-- BEGIN Stored data --
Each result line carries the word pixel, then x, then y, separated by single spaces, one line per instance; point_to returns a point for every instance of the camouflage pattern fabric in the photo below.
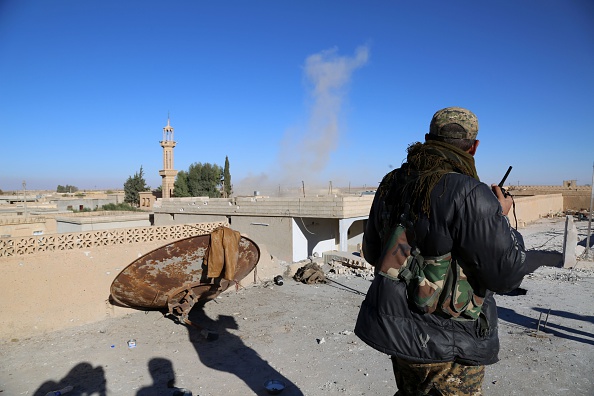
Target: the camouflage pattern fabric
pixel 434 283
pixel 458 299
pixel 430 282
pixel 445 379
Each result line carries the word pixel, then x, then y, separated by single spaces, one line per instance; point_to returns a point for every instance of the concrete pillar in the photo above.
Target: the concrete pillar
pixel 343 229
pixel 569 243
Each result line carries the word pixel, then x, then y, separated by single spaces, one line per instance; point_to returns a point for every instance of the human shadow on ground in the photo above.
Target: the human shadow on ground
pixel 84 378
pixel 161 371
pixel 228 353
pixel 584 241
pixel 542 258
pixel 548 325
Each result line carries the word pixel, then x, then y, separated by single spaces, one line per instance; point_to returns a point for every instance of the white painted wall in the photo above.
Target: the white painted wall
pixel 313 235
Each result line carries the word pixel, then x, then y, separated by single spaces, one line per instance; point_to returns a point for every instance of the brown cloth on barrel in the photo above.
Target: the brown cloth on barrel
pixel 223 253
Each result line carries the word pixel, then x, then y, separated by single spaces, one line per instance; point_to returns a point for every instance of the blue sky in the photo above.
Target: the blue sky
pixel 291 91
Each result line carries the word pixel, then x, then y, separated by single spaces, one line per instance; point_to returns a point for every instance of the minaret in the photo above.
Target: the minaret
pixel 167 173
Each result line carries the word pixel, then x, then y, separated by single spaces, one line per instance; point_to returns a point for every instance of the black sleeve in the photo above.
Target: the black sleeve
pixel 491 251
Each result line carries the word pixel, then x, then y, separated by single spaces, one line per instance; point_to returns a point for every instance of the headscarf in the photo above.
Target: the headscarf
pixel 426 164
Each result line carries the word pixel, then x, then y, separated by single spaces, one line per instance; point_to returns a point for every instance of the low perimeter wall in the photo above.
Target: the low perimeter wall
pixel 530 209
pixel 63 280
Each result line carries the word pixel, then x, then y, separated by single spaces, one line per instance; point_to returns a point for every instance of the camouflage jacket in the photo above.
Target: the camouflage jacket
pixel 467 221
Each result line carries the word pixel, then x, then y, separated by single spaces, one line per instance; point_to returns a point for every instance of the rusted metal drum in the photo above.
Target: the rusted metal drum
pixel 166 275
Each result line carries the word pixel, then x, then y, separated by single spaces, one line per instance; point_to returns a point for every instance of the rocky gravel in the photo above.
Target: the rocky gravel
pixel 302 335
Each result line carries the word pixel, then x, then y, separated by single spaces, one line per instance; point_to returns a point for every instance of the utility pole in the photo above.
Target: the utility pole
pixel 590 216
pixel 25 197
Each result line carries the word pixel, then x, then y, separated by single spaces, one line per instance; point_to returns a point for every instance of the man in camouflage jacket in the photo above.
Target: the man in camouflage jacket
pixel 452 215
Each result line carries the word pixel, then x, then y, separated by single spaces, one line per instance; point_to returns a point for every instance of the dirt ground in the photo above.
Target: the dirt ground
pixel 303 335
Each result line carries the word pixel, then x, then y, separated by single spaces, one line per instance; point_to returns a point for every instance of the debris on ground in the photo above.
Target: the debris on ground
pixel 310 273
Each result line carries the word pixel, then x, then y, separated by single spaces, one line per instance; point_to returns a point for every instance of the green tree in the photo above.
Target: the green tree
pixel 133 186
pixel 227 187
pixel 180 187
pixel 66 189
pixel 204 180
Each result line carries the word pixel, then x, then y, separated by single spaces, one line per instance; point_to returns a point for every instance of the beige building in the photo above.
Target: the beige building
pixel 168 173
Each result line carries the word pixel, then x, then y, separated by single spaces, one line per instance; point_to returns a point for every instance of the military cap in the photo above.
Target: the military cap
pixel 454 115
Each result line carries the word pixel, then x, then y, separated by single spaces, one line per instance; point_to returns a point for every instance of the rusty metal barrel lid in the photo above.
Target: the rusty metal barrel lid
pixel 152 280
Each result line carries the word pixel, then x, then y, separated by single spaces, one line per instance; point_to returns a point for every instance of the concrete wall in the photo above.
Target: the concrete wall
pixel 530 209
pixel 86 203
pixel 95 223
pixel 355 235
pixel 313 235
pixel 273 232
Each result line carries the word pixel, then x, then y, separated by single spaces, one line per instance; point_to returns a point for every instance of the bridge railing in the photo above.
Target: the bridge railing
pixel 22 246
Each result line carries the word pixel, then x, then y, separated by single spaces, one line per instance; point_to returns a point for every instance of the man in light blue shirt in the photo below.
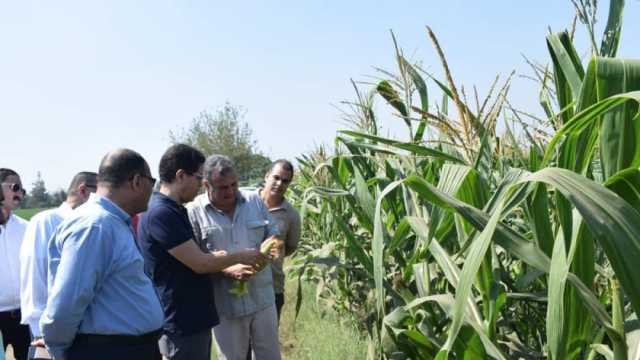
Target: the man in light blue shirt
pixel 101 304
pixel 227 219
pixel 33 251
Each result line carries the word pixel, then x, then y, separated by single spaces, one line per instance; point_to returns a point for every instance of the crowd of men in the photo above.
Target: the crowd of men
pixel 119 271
-- END Stored data --
Render the data above as a Markdown table with the columns Row and Line. Include only the lines from the one with "painted wall in the photo above." to the one with "pixel 291 91", both included, and skip any blank lines.

| Row | Line |
|---|---|
| 1 | Each result line carries the word pixel, then x, then y, separated by single spaces, one line per instance; point_to returns a point for every instance of the white painted wall in the photo above. |
| 2 | Target: the white painted wall |
| 3 | pixel 313 235 |
| 4 | Each result line carries the word pixel, then x, then y, separated by single spaces, one line per instance; point_to returns a point for every instance of the brown cloth on barrel in the photo above. |
| 5 | Target: the brown cloth on barrel |
| 6 | pixel 223 253 |
| 7 | Each result line carries the word pixel, then x, then y, separated by single spaces, one line per instance; point_to returns a point for every instance of the blue sky in the photo above. |
| 8 | Target: the blue sky |
| 9 | pixel 291 91 |